» Exercise description: The whole listing, please: repeat it exactly, with the pictures left out.

» Records for processing:
....................

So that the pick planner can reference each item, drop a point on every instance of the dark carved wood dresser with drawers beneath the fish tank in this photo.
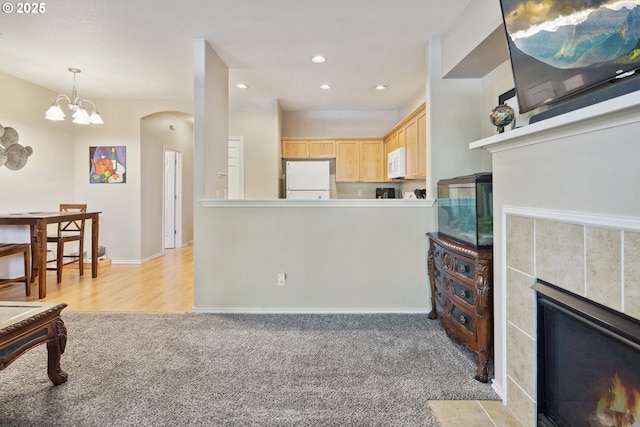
(461, 294)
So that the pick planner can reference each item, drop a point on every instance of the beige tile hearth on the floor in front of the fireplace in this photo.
(473, 413)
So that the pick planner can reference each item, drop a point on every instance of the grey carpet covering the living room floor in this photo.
(242, 370)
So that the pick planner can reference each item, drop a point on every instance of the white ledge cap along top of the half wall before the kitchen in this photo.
(331, 203)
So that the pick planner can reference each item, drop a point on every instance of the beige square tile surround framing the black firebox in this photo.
(597, 259)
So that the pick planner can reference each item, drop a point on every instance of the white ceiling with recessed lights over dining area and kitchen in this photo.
(143, 49)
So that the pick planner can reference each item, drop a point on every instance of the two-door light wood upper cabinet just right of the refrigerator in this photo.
(359, 160)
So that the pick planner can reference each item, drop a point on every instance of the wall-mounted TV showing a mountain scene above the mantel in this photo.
(560, 48)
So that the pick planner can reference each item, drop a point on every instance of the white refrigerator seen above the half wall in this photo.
(307, 179)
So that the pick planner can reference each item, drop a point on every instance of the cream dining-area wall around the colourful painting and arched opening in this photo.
(58, 170)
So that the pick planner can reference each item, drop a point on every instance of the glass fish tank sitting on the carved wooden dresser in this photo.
(465, 209)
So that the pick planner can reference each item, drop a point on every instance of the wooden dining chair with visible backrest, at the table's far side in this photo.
(70, 231)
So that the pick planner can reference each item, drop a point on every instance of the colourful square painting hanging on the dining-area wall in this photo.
(107, 165)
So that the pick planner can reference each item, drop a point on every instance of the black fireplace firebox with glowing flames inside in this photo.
(588, 362)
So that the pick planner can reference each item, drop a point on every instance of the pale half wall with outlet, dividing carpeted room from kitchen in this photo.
(337, 258)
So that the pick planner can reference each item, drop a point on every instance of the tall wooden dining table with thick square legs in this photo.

....................

» Task result:
So that the pick planner can reference each item, drop a point on every instance of the dark carved wood dresser with drawers beneath the fish tank in this photo.
(461, 294)
So that the pick planner can reference each item, drop a point on every instance of the beige tile hearth on the floor in front of the fireplace in this photo.
(473, 413)
So that the pick planner can reference each item, drop a point on every instance of the grey carpet covering the living room floor in this photo.
(242, 370)
So that the pick planner can reference each item, drop a point on every instance of the white ledge cap along top of the half wall before the kitchen in this photo.
(331, 203)
So that the pick planner can reference each item, drop a point on every instance of the beige square tile surround framing the black firebox in this photo.
(597, 259)
So that the pick planner can reference each item, drop a point on every instance of the white ceiling with recessed lights over dining area and kitchen in this photo.
(143, 49)
So that the pick planner can reference each item, drop a point on every instance of the two-door light wood upper cabinet just right of the refrigerator in this photo.
(359, 160)
So that the pick planner can reference each item, drop a point on every instance of the wall-mounted TV showing a mountain scene above the mantel in this photo.
(560, 48)
So that the pick planner can reference each item, drop a point on every instance of the white refrigerator seen above the half wall in this photo.
(307, 179)
So that the pick planner can reference each item, drop a point on every instance of the cream dining-area wall around the colourful painting and arched opening in this photo.
(58, 170)
So that the pick planner can reference each item, drop a point on every instance of the glass fish tank sitting on the carved wooden dresser in this photo.
(465, 209)
So that the pick planner can reference each item, drop a point on every instance of the wooden dining chair with visible backrest, at the table's far side in this photo.
(70, 231)
So that the pick planner can reference each item, drop a point on every instance of the colourful square painting hanging on the dining-area wall in this photo.
(107, 165)
So that the pick planner can reference each item, drop a point on every instance of the black fireplace firebox with glowing flames inside in this photo.
(588, 362)
So that the pick planner can reference each item, drop a point on every instance of the pale half wall with outlet, dividing carpeted room from kitchen in this photo.
(337, 258)
So that the pick planner can reference each item, drop a point on every instance of the tall wooden dining table with thick square legs in this photo.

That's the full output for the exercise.